* Source excerpt:
►

Unit - 1
Unit - 1
Unit - 1
Law
Law, the discipline and profession concerned with the customs, practices, and rules of
conduct of a community that are recognized as binding by the community.
Enforcement of the body of rules is through a controlling authority. In old English
“Lagu” i.e. law, ordinance, rule, regulation from old norse “lagu” law collective Plural
of “Lag” is layer, measure, stroke ‘Literally’ something laid down of fixed. The term
“Law’ denotes different kinds of rules and Principles. Law is an instrument which
regulates human conduct/behavior. Law means Justice, Morality, Reason, Order, and
Righteous from the view point of the society. Law means Statutes, Acts, Rules,
Regulations, Orders, and Ordinances from point of view of legislature. Law means
Rules of court, Decrees, Judgment, Orders of courts, and Injunctions from the point of
view of Judges. Therefore, Law is a broader term which includes Acts, Statutes, Rules,
Regulations, Orders, Ordinances, Justice, Morality, Reason, Righteous, Rules of court,
Decrees, Judgment, Orders of courts, Injunctions, Tort, Jurisprudence, Legal theory,
etc.
Contract law
The law of contract is the most important branch of Mercantile Law. Without such a
law it would be difficult, if not impossible, to carry on any trade or business in a
smooth manner. The law of contract is applicable not only to business but also to all
day-to-day personal dealings. In fact, each one of us enters into a number of contracts
from sunrise to sunset. When a person buys a newspaper or rides a bus or purchases
goods or gives his radio for repairs or borrows a book from library, he is actually
entering into a contract. All these transactions are subject to the provisions of the law
of contract. The term business law refers to those rules which govern and regulate
business transactions. These rules, regulations etc bring a sense of seriousness and
definiteness in business dealings. They provide for rules regarding the validity of
making contracts and their performances.
Contract act 1872
Broadly speaking, a contract is an agreement made between two or more persons to do
or to abstain from doing a particular act. A contract invariably creates a legal
obligation between the parties by which certain rights are given to one party and a
corresponding duty is imposed on the other party. The law of contract is the most
important part of mercantile law in India. It determines the circumstances in which the
promise made by the parties to a contract shall be binding on them and provides for
the remedies available against a person who fails to perform his promise. The law of
contract is contained in the Indian Contract Act, 1872, which deals with the general
principles of law governing all contracts 'and covers the special provisions relating to
contracts like bailment, pledge, indemnity, guarantee and agency. Section 2(h) of the
Act states that an agreement enforceable by law is a contract. Let us discuss these two
elements in detail. Every contract thus combines two essential elements
(i) Agreement
(ii) Obligation.

◄

* Given request 1:
Reproduce the contract law notes word for word, starting at "Contract law" and ending at "and their performances.".
The records are unrelated to the contract law notes and come from a separate source.

* Material for this exercise:
►

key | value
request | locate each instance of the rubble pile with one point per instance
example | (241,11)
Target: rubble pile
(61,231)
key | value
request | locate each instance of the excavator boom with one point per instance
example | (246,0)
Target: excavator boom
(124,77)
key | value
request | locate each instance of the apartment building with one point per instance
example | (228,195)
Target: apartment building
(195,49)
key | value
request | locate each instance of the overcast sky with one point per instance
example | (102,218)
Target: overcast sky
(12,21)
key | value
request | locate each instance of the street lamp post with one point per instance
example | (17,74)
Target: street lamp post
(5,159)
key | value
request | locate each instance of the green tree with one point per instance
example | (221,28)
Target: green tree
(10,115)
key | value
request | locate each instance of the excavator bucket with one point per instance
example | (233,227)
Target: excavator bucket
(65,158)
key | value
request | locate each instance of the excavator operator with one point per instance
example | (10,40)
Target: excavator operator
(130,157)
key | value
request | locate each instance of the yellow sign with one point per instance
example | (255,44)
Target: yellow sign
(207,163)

◄

* Given request 2:
Offset the point coordinates in the answers of every record by adding 110 to each number. Return all the records in full, requests included.

* Expected answer 1:
Contract law
The law of contract is the most important branch of Mercantile Law. Without such a
law it would be difficult, if not impossible, to carry on any trade or business in a
smooth manner. The law of contract is applicable not only to business but also to all
day-to-day personal dealings. In fact, each one of us enters into a number of contracts
from sunrise to sunset. When a person buys a newspaper or rides a bus or purchases
goods or gives his radio for repairs or borrows a book from library, he is actually
entering into a contract. All these transactions are subject to the provisions of the law
of contract. The term business law refers to those rules which govern and regulate
business transactions. These rules, regulations etc bring a sense of seriousness and
definiteness in business dealings. They provide for rules regarding the validity of
making contracts and their performances.

* Expected answer 2:
key | value
request | locate each instance of the rubble pile with one point per instance
example | (241,11)
Target: rubble pile
(171,341)
key | value
request | locate each instance of the excavator boom with one point per instance
example | (246,0)
Target: excavator boom
(234,187)
key | value
request | locate each instance of the apartment building with one point per instance
example | (228,195)
Target: apartment building
(305,159)
key | value
request | locate each instance of the overcast sky with one point per instance
example | (102,218)
Target: overcast sky
(122,131)
key | value
request | locate each instance of the street lamp post with one point per instance
example | (17,74)
Target: street lamp post
(115,269)
key | value
request | locate each instance of the green tree with one point per instance
example | (221,28)
Target: green tree
(120,225)
key | value
request | locate each instance of the excavator bucket with one point per instance
example | (233,227)
Target: excavator bucket
(175,268)
key | value
request | locate each instance of the excavator operator with one point per instance
example | (10,40)
Target: excavator operator
(240,267)
key | value
request | locate each instance of the yellow sign with one point per instance
example | (255,44)
Target: yellow sign
(317,273)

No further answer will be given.